— start of GIVEN RECORDS —
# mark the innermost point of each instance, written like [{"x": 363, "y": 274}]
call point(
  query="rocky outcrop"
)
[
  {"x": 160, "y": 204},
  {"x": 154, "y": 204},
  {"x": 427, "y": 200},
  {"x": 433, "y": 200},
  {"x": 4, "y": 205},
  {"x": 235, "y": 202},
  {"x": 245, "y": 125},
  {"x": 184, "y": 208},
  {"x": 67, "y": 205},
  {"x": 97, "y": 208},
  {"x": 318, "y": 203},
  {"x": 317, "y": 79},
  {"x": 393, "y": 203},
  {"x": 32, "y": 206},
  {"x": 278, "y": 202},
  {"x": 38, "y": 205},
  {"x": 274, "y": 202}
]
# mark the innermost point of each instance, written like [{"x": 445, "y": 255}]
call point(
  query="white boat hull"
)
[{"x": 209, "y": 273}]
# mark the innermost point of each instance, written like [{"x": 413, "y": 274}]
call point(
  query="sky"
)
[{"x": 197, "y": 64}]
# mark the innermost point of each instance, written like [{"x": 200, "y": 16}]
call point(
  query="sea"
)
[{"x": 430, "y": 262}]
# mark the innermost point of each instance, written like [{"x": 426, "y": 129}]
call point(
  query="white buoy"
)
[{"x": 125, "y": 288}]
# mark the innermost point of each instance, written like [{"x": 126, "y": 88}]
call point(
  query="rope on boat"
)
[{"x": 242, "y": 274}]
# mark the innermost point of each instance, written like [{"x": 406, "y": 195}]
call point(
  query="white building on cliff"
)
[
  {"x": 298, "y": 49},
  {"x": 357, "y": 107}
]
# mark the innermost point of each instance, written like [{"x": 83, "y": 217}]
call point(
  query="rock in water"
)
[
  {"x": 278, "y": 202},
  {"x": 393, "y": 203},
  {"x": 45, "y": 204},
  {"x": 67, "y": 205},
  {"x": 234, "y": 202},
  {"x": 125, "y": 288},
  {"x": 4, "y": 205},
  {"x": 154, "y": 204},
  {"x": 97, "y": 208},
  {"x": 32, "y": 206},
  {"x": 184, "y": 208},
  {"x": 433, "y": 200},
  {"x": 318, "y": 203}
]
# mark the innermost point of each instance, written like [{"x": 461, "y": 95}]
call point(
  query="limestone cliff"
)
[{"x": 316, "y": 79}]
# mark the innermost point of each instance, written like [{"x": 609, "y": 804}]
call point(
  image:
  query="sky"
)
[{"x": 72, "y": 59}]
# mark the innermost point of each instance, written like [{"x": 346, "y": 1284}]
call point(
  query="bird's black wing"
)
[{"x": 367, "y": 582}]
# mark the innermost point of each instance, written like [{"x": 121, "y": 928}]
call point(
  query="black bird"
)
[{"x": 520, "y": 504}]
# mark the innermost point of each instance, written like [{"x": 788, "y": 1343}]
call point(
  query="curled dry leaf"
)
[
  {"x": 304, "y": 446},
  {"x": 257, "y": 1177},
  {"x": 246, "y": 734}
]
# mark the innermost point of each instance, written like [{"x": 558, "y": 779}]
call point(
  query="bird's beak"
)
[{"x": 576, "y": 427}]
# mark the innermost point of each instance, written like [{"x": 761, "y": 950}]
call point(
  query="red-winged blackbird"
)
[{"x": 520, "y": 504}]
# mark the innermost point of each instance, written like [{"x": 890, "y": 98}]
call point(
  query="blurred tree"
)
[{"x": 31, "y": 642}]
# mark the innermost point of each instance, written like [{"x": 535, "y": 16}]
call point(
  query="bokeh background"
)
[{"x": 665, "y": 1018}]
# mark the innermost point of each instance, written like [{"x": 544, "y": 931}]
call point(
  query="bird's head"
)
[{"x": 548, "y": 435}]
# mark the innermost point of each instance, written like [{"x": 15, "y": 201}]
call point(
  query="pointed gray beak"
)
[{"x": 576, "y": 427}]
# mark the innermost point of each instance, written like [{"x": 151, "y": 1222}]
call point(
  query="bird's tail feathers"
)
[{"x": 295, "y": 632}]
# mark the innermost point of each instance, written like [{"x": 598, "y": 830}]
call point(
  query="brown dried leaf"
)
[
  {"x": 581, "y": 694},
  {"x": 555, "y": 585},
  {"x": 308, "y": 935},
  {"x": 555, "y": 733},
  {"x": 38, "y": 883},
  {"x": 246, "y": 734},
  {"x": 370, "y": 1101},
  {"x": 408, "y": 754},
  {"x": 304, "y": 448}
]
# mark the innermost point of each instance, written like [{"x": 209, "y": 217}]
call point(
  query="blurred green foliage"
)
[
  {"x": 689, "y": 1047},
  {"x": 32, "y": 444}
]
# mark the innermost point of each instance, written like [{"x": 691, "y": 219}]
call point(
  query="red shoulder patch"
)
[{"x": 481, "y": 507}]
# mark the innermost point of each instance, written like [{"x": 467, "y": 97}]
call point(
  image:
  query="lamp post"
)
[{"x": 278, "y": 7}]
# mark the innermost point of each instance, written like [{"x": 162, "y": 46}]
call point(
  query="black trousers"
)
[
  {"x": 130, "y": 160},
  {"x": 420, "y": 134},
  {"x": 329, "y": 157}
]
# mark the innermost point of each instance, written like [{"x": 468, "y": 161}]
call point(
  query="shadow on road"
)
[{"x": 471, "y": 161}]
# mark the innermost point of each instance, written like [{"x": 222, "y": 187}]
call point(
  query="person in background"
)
— end of GIVEN RECORDS —
TASK DESCRIPTION:
Find every line in the records containing the word "leaf" and copy each one out. Case counts.

RESPONSE TO THE EXERCISE:
  query="curled dry leaf"
  query="brown dried leaf"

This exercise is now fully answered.